▸ **Passage given**
** Start **

Entries in books of account, including those maintained in electronic form, An entry in any public or other official book, register or by a public servant in the discharge of official duty in the performance of a duty specially enjoined by the law of the country in which such book, register, or record or an electronic record is kept are the relevant facts as per Sec 34 and 35 of evidence Act.

 

OPINION OF EXAMINER OF ELECTRONIC EVIDENCE

 

As it is already laid down provision u/s45 regarding the relevancy of expert opinion referred to in Sec.79A of I.T Act, now we have Sec.45A to consider opinion given by an examiner of electronic evidence regarding any information transmitted or stored in any computer resource or any other electronic or digital form is also relevant fact.

 

As like other expert opinions, court may rely up on the opinion of an examiner who has given in the manner prescribed u/c79A of I.T.ACT.

 

Further, when the courtt has to form an opinion as to the electronic signature of any person, the opinion of the certifying Authority which has issued the electronic Signature Certificate is also relevant u/s 47A of evidence Act.

 

PROVISIONS FOR THE PROOF OF ELECTRONIC EVIDENCE

 

In the PART-2  “ON PROOF” of the evidence Actt following provisions has been included to cover electronic evidence.

 

65A. Special provisions as to evidence relating to electronic record

65B. Admissibility of electronic records

67A. Proof as to digital signature

73A. Proof as to verification of digital signature

81A. Presumption as to Gazettes in electronic forms

85A. Presumption as to electronic agreements

85B. Presumption as to electronic records and digital signatures 85C. Presumption as to Digital Signature Certificates

85C. Presumption as to Digital Signature Certificates

88A. Presumption as to electronic messages

90A. Presumption as to electronic records five years old

131. Production of documents or electronic records which another person, having possession, could refuse to produce

 

CLASSIFICATION OF ELECTRONIC EVIDENCE

 

As we observe above amendments  and basic structure of evidence Act, any substance on which matter has been expressed or described can be considered a document, provided that the purpose of such expression or description is to record the matter.  Electronic records have been defined in the Information Technology Act, 2000 as any data, record or data generated, any image or sound stored, received or sent in an electronic form or micro film or computer generated micro fiche. An electronic record can be safely included under such a definition because matter is recorded on the computer as bits and bytes, which are the digital equivalent of figures or marks.

** End **

▸ **Actions to take**
A) Please reproduce the part of the passage on electronic evidence starting with "90A. Presumption as" and going on through "figures or marks.".
B) Answer these from the passage on electronic evidence:
(i) Under which section is the opinion of an examiner of electronic evidence a relevant fact?
(ii) Whose opinion is relevant under Sec. 47A when the court forms an opinion as to a person's electronic signature?
(iii) Which Act defines electronic records?
The items below have no connection to the passage on electronic evidence.

▸ **Entries from a point annotation set**
** Start **

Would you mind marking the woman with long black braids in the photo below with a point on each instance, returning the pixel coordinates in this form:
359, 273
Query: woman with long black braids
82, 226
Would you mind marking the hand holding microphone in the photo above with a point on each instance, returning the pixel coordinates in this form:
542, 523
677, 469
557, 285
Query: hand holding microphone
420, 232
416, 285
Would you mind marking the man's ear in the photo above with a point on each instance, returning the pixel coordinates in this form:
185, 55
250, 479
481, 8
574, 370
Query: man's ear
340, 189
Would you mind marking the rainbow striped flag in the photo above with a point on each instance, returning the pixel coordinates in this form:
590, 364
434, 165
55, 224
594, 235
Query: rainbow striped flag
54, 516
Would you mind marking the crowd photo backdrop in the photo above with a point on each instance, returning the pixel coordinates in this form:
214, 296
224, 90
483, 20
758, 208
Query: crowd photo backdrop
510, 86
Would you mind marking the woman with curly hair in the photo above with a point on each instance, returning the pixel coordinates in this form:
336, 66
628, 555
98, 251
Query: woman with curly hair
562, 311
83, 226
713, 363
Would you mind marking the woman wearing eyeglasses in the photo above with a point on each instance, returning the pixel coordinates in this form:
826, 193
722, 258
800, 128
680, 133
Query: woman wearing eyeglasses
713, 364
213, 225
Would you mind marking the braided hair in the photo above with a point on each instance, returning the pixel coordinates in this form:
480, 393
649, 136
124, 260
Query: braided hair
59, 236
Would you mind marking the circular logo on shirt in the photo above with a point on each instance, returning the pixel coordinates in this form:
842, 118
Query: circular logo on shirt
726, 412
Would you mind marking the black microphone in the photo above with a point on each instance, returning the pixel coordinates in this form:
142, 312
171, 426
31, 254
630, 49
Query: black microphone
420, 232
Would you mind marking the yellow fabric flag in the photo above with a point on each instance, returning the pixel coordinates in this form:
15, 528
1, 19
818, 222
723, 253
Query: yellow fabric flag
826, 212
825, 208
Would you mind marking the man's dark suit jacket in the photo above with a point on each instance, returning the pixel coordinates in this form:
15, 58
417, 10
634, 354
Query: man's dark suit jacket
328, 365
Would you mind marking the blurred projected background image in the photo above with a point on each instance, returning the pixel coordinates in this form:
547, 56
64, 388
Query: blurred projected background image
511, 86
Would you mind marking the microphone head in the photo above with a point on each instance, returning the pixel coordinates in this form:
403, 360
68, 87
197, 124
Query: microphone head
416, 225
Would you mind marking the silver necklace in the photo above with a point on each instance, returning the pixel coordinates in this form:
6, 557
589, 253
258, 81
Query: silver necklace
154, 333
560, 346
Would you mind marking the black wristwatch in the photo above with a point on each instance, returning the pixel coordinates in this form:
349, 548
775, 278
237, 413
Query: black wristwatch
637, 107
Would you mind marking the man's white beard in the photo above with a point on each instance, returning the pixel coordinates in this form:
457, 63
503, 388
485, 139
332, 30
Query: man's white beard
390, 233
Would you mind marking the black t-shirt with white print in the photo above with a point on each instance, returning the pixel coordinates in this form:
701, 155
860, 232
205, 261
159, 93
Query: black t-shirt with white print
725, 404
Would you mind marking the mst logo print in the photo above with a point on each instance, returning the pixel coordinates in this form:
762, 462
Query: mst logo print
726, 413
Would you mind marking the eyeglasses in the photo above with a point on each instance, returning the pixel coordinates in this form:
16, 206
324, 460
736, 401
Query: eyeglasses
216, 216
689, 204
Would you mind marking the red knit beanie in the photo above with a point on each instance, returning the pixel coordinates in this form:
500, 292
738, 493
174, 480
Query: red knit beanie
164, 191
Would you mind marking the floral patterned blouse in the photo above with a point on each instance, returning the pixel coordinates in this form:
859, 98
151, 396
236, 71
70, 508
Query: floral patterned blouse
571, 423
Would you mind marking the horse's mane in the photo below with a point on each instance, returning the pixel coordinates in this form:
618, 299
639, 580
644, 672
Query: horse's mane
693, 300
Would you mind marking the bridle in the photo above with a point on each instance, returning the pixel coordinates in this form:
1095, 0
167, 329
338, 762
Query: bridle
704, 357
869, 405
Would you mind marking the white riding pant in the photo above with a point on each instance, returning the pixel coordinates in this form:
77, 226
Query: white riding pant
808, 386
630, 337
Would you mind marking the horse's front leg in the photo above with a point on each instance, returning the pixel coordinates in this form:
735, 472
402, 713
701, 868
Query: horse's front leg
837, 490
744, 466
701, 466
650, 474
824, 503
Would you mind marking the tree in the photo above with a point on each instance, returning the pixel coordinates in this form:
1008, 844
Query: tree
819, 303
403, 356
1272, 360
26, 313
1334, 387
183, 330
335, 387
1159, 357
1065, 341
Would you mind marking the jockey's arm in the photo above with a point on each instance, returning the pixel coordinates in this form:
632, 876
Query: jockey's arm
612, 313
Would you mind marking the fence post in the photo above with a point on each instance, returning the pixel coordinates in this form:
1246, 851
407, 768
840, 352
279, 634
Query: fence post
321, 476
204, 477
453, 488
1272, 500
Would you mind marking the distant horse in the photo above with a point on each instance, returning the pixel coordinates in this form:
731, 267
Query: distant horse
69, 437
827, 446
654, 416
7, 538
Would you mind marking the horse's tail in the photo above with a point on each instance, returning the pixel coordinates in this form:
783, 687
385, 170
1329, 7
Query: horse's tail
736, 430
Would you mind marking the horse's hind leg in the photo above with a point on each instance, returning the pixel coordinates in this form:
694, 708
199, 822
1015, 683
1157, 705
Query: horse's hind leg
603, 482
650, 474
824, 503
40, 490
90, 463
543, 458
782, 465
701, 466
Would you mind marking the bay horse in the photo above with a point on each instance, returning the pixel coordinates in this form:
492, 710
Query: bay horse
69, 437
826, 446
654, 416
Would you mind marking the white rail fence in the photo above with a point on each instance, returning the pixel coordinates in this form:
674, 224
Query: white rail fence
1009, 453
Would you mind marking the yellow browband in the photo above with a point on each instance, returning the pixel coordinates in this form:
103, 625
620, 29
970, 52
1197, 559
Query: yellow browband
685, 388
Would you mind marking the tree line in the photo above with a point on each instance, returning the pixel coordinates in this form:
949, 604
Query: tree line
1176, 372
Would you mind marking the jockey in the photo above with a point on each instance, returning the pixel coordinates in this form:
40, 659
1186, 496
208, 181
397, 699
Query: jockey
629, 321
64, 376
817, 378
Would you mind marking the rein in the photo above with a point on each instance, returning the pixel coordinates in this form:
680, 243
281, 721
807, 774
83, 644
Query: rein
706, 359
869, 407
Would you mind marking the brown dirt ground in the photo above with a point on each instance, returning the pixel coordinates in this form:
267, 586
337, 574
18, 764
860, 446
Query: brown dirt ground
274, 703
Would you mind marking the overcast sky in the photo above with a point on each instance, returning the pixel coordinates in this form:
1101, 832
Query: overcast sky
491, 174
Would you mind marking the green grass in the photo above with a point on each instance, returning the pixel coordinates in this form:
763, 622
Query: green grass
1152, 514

** End **

▸ **Task-by-task solutions**
A)
90A. Presumption as to electronic records five years old

131. Production of documents or electronic records which another person, having possession, could refuse to produce

 

CLASSIFICATION OF ELECTRONIC EVIDENCE

 

As we observe above amendments  and basic structure of evidence Act, any substance on which matter has been expressed or described can be considered a document, provided that the purpose of such expression or description is to record the matter.  Electronic records have been defined in the Information Technology Act, 2000 as any data, record or data generated, any image or sound stored, received or sent in an electronic form or micro film or computer generated micro fiche. An electronic record can be safely included under such a definition because matter is recorded on the computer as bits and bytes, which are the digital equivalent of figures or marks.

B)
(i) Sec.45A
(ii) The certifying Authority that issued the electronic Signature Certificate
(iii) The Information Technology Act, 2000